**Your goal**. Return every line from the data records below that contains the word "banner".

(Data records)

%%

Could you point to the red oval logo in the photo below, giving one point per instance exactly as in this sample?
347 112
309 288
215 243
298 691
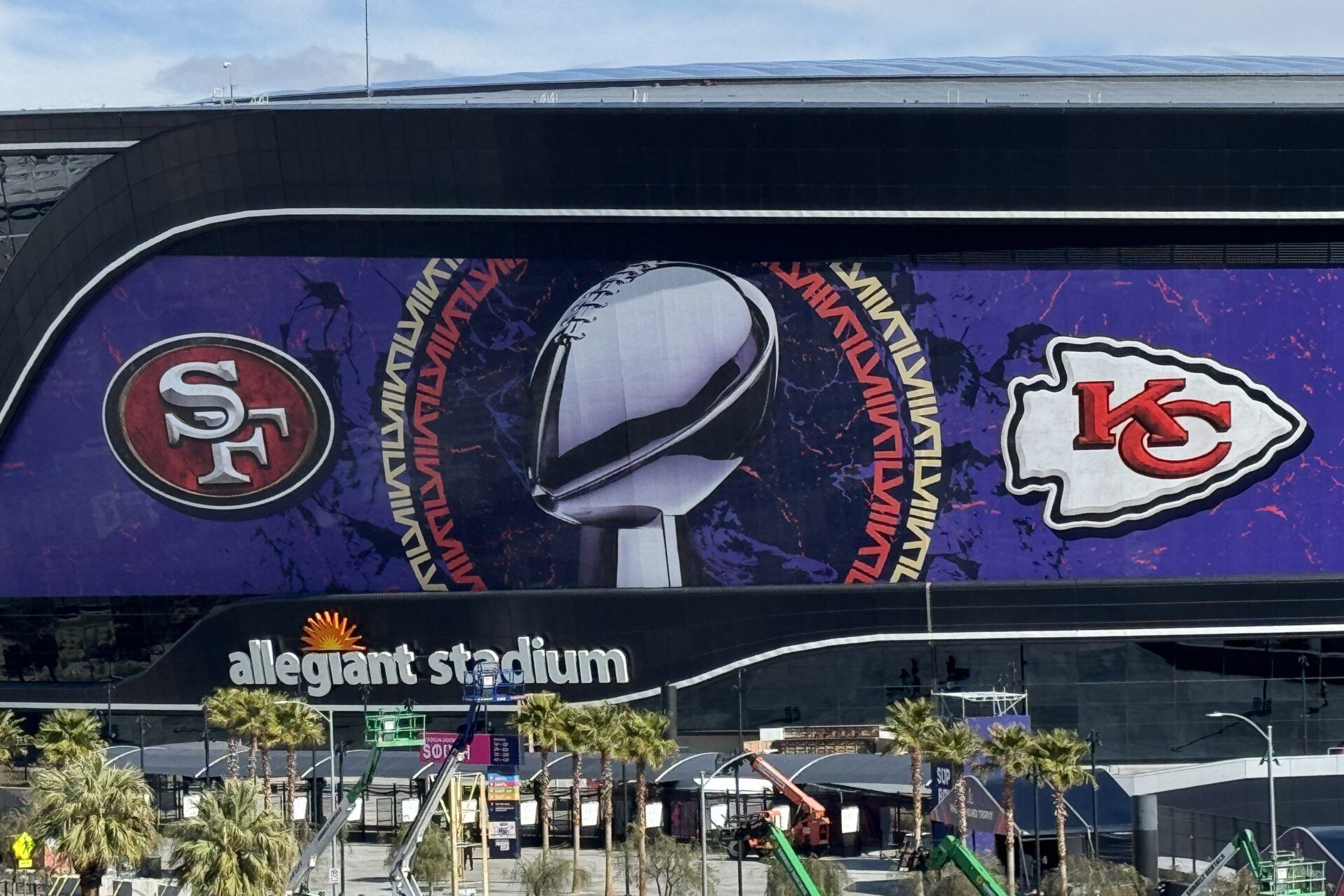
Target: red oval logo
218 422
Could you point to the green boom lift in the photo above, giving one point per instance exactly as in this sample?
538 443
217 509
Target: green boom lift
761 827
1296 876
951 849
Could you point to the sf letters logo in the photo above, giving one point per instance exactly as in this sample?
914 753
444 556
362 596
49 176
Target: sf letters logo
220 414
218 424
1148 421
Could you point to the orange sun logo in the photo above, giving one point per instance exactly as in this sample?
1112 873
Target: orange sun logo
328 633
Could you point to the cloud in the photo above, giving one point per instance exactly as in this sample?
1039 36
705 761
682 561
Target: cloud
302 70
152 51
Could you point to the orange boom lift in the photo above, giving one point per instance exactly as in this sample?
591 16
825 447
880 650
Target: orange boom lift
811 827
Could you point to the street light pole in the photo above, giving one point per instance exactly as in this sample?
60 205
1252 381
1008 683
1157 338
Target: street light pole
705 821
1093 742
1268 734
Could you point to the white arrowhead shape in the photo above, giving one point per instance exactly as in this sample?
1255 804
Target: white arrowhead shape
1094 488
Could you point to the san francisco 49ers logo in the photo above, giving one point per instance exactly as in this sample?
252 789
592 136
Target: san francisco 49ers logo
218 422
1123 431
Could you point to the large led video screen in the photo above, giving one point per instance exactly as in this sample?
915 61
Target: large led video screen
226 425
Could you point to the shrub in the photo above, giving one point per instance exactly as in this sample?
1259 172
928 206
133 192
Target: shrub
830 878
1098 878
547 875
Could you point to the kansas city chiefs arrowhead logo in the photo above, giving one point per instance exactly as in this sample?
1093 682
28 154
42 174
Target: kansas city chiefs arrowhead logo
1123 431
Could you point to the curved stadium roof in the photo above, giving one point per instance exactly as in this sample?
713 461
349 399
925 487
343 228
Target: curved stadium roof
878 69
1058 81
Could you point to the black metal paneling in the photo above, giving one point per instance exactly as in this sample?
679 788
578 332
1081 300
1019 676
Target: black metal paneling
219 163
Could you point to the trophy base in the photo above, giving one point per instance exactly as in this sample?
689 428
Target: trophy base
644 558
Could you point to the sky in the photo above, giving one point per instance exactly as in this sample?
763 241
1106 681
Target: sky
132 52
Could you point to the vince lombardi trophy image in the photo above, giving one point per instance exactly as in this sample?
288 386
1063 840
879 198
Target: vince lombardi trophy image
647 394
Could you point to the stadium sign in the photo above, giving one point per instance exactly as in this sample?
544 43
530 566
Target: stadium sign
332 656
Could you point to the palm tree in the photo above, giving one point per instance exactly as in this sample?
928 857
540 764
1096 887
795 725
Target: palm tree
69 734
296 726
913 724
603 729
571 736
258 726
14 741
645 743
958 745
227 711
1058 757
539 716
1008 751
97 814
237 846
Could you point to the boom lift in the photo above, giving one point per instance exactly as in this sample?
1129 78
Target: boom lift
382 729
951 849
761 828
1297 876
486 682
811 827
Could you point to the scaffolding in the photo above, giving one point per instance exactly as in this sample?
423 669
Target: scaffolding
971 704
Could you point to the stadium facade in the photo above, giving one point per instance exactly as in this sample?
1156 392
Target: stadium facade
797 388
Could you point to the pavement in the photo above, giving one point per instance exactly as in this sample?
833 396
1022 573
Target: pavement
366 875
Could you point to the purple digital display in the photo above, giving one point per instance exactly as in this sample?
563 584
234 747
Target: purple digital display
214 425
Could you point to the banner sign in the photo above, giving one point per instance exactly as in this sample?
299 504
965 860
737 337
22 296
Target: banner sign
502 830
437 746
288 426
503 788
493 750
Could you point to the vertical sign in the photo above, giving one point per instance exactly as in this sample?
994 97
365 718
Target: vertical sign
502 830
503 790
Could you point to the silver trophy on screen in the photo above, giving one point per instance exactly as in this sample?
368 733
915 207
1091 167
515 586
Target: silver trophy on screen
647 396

%%
%%

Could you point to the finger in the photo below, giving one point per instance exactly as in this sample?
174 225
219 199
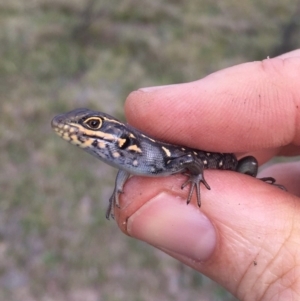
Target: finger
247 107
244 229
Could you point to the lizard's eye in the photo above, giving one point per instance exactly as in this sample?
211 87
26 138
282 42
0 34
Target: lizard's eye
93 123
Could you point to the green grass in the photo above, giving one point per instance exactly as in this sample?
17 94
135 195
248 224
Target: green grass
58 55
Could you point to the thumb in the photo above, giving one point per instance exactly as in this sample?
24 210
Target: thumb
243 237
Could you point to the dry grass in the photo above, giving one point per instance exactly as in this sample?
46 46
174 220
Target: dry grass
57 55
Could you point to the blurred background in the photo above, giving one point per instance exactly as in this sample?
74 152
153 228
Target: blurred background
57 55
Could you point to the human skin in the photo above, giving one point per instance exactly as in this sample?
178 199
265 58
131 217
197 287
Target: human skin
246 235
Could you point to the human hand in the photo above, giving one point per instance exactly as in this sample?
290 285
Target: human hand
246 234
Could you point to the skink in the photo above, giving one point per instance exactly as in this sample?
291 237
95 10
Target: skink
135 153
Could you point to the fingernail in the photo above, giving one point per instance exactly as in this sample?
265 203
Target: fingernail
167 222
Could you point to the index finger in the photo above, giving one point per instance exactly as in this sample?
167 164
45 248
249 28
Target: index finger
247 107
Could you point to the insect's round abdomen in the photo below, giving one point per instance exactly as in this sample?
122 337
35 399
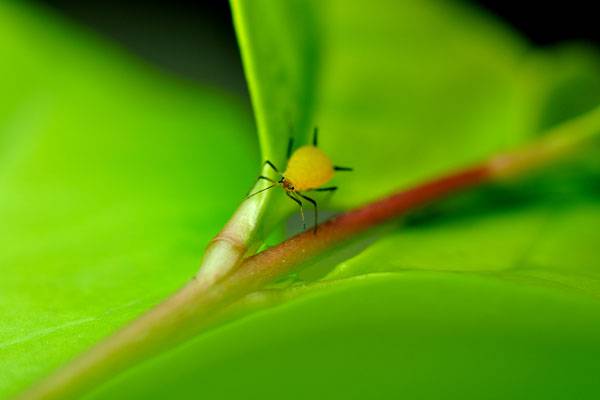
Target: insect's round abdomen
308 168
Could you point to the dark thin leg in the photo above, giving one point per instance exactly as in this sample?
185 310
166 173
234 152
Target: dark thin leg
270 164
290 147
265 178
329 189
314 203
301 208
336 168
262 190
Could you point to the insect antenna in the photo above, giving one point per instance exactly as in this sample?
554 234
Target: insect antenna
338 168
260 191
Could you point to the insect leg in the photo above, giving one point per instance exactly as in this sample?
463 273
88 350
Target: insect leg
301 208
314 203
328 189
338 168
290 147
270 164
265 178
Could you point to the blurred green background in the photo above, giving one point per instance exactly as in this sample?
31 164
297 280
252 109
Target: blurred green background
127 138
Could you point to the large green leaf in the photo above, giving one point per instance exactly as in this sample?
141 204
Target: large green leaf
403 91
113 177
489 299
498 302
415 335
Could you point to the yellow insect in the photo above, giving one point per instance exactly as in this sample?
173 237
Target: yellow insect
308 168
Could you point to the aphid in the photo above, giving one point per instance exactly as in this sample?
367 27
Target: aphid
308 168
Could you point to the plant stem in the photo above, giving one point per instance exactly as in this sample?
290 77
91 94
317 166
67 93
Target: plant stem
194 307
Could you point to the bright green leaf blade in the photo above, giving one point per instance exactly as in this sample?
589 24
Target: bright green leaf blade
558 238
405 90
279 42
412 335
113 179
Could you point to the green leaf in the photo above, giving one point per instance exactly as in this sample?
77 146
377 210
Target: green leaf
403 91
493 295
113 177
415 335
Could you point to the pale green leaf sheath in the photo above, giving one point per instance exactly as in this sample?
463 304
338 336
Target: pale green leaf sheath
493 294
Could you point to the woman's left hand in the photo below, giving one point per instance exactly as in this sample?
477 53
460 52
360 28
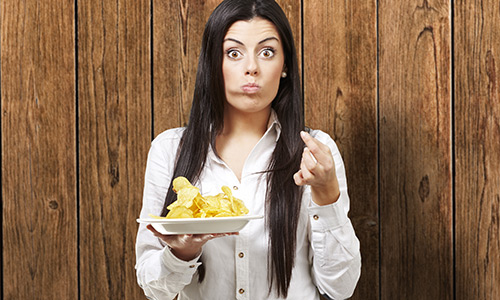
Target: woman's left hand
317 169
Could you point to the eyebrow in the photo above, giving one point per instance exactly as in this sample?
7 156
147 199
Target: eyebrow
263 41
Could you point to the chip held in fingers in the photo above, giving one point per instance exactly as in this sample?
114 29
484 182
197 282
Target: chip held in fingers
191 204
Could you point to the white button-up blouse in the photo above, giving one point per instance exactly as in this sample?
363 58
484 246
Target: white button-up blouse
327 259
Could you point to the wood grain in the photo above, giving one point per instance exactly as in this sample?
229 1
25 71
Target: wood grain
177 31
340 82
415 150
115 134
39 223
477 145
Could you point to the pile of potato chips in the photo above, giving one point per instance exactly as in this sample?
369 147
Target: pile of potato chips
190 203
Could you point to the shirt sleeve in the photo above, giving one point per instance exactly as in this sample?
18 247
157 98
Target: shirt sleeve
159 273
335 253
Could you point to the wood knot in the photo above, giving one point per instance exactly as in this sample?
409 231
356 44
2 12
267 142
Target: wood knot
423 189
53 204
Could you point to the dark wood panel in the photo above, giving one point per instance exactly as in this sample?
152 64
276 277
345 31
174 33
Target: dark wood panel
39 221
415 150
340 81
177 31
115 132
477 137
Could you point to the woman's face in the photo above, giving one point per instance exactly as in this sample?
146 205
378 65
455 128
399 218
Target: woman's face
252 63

%%
%%

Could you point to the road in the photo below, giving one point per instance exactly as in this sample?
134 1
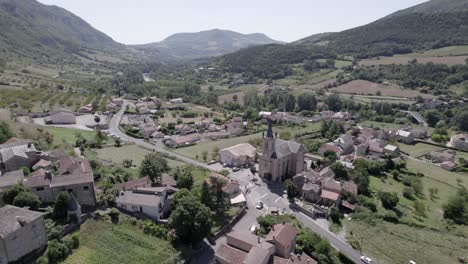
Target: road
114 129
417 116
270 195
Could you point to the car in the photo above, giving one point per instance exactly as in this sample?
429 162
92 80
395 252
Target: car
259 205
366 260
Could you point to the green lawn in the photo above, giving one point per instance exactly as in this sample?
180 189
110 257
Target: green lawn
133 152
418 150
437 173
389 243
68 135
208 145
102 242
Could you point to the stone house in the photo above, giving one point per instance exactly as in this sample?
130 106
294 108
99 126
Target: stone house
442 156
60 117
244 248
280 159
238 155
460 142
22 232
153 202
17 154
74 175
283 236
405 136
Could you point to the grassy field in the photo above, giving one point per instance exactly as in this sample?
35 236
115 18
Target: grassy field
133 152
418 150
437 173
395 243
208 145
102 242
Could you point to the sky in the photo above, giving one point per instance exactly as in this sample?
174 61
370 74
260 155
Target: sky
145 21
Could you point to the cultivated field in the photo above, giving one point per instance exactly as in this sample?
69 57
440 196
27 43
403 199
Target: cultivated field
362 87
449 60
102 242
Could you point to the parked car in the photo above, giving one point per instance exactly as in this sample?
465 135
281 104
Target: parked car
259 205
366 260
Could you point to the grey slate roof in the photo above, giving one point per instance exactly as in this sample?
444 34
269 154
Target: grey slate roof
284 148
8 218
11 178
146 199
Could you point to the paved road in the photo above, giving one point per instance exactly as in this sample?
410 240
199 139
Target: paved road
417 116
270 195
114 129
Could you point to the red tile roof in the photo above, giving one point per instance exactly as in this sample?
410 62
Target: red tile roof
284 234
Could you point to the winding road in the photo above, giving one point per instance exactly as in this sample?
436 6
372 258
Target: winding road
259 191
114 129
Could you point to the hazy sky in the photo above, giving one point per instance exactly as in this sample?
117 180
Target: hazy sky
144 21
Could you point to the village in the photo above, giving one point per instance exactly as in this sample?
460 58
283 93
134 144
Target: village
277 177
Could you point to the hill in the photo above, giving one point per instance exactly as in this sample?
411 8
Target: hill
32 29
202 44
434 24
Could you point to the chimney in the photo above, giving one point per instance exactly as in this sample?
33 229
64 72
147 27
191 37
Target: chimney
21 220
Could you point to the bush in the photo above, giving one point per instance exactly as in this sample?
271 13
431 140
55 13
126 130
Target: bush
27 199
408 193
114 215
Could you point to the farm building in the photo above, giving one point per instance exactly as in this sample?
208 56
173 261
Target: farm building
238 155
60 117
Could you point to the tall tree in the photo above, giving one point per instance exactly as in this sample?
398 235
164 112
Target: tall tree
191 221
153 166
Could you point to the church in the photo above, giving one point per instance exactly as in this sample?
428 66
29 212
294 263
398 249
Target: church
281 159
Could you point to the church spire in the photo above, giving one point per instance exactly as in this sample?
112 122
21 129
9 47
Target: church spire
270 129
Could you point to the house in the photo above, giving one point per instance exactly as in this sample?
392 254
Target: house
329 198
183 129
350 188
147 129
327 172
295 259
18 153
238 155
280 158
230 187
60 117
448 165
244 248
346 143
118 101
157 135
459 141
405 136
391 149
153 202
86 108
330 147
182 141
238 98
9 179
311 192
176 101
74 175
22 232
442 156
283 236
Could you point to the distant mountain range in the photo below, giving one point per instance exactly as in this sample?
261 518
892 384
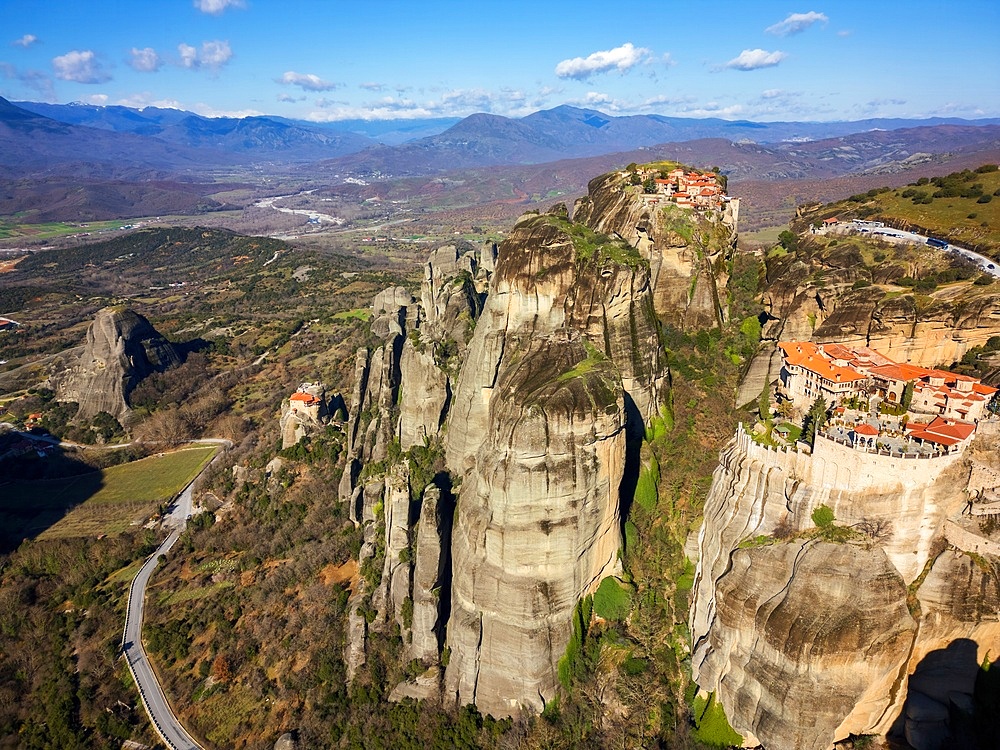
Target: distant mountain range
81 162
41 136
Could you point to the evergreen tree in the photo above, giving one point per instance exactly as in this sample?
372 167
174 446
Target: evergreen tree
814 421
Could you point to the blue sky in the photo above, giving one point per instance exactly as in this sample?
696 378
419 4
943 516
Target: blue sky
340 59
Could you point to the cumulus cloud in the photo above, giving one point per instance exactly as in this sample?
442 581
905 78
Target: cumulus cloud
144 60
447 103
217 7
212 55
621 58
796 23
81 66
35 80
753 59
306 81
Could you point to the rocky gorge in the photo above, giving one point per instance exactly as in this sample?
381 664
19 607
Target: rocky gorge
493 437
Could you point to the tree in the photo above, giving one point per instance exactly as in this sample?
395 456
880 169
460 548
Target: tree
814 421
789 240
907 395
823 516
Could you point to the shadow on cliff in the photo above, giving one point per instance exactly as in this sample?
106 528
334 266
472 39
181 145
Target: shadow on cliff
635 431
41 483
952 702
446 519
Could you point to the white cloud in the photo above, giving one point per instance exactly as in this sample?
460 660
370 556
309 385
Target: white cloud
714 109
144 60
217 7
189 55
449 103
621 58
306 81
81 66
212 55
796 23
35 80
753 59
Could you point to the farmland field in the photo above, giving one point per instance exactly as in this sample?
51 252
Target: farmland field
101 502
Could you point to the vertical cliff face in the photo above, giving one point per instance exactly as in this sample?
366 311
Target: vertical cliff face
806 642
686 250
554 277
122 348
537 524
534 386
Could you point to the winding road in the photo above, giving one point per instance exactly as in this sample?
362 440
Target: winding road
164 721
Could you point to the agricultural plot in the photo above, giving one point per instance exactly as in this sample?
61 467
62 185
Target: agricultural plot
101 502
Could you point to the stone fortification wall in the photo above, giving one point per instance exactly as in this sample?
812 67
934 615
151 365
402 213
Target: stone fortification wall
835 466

%%

**Task answer**.
Could you point to the banner sign in the photo above, giving one point per instance exactly as in this sample?
Target: banner sign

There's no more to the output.